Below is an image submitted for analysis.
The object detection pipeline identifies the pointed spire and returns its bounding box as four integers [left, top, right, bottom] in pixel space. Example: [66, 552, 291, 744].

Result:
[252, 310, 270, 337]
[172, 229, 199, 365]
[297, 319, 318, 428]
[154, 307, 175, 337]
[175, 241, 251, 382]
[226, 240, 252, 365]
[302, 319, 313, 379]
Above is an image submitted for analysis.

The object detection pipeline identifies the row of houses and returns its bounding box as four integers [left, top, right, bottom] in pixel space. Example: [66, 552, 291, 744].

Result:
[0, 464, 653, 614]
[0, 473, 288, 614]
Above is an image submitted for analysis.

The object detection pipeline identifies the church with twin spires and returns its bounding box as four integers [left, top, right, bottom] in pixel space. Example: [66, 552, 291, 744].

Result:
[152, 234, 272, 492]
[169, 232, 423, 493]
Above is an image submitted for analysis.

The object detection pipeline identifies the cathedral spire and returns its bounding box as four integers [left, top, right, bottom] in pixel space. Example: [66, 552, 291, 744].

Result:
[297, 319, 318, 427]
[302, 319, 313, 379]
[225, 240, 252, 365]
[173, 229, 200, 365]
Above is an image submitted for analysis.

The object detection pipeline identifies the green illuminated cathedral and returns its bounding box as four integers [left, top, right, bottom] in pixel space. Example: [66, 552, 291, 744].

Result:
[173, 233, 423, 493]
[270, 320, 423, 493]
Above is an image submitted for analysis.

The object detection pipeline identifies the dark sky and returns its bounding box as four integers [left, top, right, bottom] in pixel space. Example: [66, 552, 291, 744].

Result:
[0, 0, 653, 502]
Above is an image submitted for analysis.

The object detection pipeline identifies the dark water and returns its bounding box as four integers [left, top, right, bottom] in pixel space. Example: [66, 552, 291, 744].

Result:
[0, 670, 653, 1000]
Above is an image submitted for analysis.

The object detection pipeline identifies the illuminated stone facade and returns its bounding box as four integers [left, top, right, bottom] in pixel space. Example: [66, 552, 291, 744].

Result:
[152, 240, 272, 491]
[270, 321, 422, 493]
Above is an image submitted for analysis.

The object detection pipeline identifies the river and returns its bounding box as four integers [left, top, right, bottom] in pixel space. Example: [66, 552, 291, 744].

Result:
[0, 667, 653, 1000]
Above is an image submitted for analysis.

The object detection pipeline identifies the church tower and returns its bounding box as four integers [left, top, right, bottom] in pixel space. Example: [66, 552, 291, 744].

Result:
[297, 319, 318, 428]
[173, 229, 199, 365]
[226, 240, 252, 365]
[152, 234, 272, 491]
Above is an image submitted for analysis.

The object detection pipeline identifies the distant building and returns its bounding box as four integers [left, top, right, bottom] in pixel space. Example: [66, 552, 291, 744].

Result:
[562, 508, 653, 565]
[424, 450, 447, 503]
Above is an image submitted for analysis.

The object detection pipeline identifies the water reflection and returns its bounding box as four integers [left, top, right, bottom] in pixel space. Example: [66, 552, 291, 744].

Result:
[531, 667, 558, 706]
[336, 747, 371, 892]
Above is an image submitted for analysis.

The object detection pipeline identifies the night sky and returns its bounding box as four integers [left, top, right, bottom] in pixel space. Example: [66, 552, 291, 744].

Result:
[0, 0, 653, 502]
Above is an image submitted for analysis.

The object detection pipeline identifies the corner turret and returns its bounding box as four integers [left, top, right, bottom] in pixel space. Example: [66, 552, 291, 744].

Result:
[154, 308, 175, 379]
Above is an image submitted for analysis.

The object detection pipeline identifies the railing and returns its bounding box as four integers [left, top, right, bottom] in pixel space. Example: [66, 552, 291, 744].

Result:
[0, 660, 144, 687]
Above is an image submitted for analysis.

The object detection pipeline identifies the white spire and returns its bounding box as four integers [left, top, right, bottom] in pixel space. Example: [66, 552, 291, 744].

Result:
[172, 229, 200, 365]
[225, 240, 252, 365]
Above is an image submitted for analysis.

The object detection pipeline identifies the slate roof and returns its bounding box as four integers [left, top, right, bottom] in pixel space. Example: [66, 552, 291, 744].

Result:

§ **Task prompt**: Could you set down, unchanged, the rows above from their very first line through the line holding "[173, 229, 200, 365]", with both ends included?

§ **Result for this exercise**:
Below is an image submitted for analysis.
The object detection pipeline identifies the pointed spire and returns its bounding box as four integers [left, top, right, bottom] in pixel space. Example: [66, 552, 291, 744].

Result:
[252, 310, 270, 337]
[172, 229, 199, 365]
[297, 319, 318, 428]
[154, 307, 175, 337]
[175, 241, 251, 382]
[226, 240, 252, 365]
[302, 319, 313, 379]
Above is an image submitted for analysis.

The object detection pipeline identifies the row of houses and returns its bounding box as four integers [left, top, right, bottom] in pixel space. Example: [66, 552, 291, 744].

Result:
[0, 464, 653, 614]
[0, 473, 288, 614]
Above is an image submitted for analysis.

The object detection pipeline identifies the church with twin spires and returns its bounding box as four integers [left, top, right, bottom] in pixel space. Example: [66, 552, 291, 744].

Result:
[152, 234, 272, 492]
[169, 232, 423, 493]
Above is an image submitted for analysis.

The object detection pipeline identifies the cathedral spire and returns its bounding box as four integers [left, top, right, bottom] in pixel space. Example: [66, 552, 291, 744].

Result:
[297, 319, 318, 427]
[302, 319, 313, 379]
[225, 240, 252, 365]
[173, 229, 200, 365]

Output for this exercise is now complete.